*** Opening SOURCE MATERIAL ***

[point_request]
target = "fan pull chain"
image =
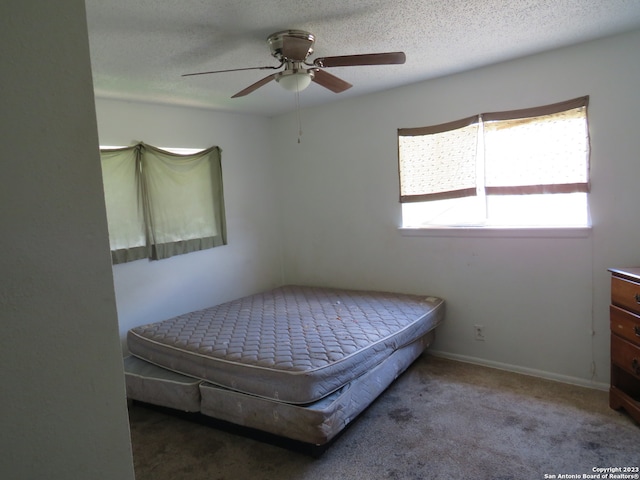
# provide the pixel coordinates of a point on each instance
(298, 115)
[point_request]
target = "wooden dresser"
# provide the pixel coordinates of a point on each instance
(625, 340)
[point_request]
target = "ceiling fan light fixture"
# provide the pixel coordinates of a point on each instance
(294, 80)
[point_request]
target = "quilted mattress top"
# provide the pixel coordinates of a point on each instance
(292, 344)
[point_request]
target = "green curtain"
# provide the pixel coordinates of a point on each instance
(161, 204)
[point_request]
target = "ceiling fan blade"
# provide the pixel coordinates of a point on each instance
(331, 82)
(232, 70)
(392, 58)
(255, 86)
(295, 48)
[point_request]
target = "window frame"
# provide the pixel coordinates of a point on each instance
(181, 171)
(423, 192)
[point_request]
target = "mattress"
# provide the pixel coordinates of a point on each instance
(293, 344)
(314, 425)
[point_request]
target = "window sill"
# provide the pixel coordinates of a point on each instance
(496, 232)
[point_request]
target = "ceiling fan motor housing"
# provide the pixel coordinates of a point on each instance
(295, 45)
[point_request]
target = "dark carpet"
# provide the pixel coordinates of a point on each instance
(441, 419)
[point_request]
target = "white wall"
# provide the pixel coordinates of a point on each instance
(148, 291)
(62, 393)
(536, 297)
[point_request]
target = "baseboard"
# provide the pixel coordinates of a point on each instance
(581, 382)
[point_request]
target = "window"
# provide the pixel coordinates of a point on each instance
(522, 168)
(160, 203)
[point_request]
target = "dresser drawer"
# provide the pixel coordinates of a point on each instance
(625, 294)
(625, 355)
(625, 324)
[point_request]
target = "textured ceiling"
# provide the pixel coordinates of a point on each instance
(140, 48)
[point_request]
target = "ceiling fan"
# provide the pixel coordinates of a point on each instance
(292, 48)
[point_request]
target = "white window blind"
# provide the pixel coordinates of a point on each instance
(531, 151)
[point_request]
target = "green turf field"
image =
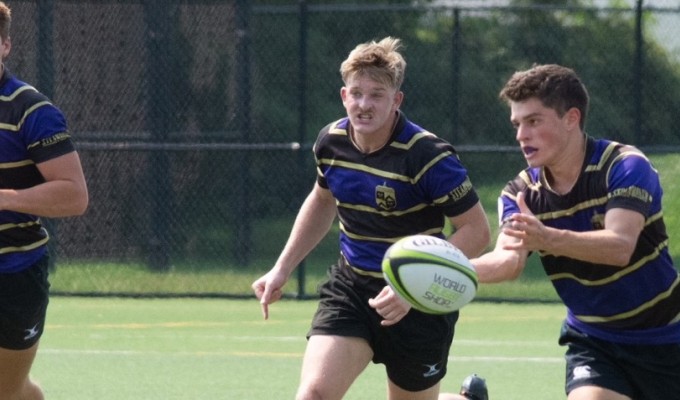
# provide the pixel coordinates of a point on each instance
(163, 349)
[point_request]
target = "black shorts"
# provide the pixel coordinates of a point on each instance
(23, 306)
(414, 351)
(641, 372)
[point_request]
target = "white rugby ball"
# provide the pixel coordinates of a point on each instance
(430, 273)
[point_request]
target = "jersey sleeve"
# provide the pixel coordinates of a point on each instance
(632, 183)
(45, 133)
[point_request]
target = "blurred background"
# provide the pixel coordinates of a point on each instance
(195, 119)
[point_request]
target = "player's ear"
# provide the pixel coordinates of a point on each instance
(6, 47)
(398, 98)
(573, 118)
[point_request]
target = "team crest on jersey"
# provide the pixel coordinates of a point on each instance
(385, 197)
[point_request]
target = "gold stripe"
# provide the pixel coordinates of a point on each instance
(382, 213)
(433, 231)
(638, 310)
(12, 249)
(410, 143)
(603, 158)
(579, 207)
(16, 164)
(616, 276)
(17, 92)
(5, 227)
(15, 128)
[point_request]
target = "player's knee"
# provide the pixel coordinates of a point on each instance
(29, 391)
(309, 393)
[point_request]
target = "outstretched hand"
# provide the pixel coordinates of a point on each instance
(389, 306)
(268, 290)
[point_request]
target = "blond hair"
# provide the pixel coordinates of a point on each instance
(380, 61)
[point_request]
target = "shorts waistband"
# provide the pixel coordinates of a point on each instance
(373, 274)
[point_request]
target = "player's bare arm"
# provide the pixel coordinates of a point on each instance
(63, 194)
(312, 223)
(389, 306)
(472, 234)
(500, 264)
(612, 245)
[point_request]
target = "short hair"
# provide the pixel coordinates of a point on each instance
(5, 20)
(557, 87)
(381, 61)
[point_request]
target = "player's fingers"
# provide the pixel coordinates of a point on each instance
(265, 310)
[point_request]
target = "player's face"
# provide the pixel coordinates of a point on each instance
(542, 134)
(370, 105)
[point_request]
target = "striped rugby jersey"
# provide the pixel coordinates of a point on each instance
(408, 187)
(32, 130)
(639, 303)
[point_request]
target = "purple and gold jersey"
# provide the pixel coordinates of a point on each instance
(638, 303)
(408, 187)
(32, 130)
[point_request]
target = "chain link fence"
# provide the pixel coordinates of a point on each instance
(195, 119)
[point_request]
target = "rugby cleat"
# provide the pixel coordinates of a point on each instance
(474, 388)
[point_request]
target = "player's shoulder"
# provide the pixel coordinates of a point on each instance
(418, 141)
(610, 152)
(330, 135)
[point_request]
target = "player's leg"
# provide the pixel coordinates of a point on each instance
(330, 365)
(595, 393)
(15, 366)
(397, 393)
(23, 308)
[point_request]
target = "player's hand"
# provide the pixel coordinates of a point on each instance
(268, 289)
(530, 231)
(389, 306)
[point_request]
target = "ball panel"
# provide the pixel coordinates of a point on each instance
(430, 273)
(435, 288)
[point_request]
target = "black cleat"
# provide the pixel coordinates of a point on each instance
(474, 388)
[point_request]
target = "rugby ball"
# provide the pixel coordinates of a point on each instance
(430, 273)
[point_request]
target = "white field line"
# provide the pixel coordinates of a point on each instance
(46, 350)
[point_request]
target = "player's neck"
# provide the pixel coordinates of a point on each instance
(371, 143)
(562, 176)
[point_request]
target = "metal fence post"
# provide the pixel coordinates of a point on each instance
(243, 244)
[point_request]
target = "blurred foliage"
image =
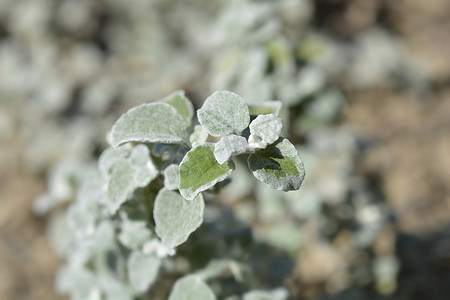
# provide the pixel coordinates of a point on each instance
(69, 68)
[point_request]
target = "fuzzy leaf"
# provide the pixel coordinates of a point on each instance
(172, 177)
(265, 130)
(198, 136)
(142, 270)
(199, 170)
(175, 217)
(229, 146)
(224, 113)
(266, 107)
(127, 175)
(182, 105)
(278, 166)
(150, 123)
(191, 288)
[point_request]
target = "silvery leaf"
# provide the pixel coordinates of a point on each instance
(175, 217)
(266, 107)
(150, 123)
(172, 177)
(198, 136)
(229, 146)
(264, 130)
(224, 113)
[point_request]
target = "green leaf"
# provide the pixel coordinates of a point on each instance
(278, 166)
(175, 217)
(191, 288)
(134, 234)
(199, 170)
(224, 113)
(182, 105)
(150, 123)
(126, 175)
(142, 270)
(198, 136)
(172, 177)
(264, 130)
(229, 146)
(266, 107)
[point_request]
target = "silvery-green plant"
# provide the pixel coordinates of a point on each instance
(122, 232)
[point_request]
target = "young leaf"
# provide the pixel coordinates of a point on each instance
(278, 166)
(198, 136)
(264, 130)
(230, 145)
(127, 175)
(172, 177)
(150, 123)
(224, 113)
(134, 234)
(191, 288)
(175, 217)
(142, 270)
(182, 104)
(199, 170)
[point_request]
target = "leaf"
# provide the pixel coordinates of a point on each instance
(264, 130)
(182, 105)
(266, 107)
(142, 270)
(229, 146)
(135, 171)
(134, 234)
(150, 123)
(175, 217)
(278, 166)
(172, 177)
(198, 136)
(199, 170)
(224, 113)
(191, 288)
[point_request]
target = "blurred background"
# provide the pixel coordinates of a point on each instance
(365, 86)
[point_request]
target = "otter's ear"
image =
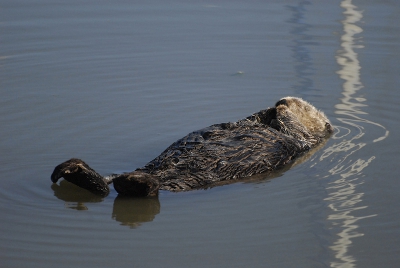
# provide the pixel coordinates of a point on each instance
(281, 102)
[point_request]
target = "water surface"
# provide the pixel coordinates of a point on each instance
(115, 84)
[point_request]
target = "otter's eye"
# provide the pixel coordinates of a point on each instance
(281, 102)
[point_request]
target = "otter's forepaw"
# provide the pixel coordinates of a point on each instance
(136, 183)
(79, 173)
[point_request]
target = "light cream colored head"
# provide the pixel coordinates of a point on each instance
(295, 113)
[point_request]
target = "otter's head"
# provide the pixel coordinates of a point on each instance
(301, 120)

*** Closing SOURCE MATERIAL ***

■ INSTRUCTIONS TO FOLLOW:
Find "black" in the preceding records. Copy each line that holds it.

■ SOLUTION:
target = "black shorts"
target = "black cleat"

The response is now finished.